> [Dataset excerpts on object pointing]
....

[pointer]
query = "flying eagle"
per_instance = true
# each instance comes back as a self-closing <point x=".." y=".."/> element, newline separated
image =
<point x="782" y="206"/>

....

> [Directions]
Update the records above by replacing "query" with "prompt" wherever it appears, leaving all other lines unchanged.

> [Response to the task]
[pointer]
prompt = "flying eagle"
per_instance = true
# each instance comes back as a self-closing <point x=".." y=".."/> element, newline separated
image =
<point x="782" y="206"/>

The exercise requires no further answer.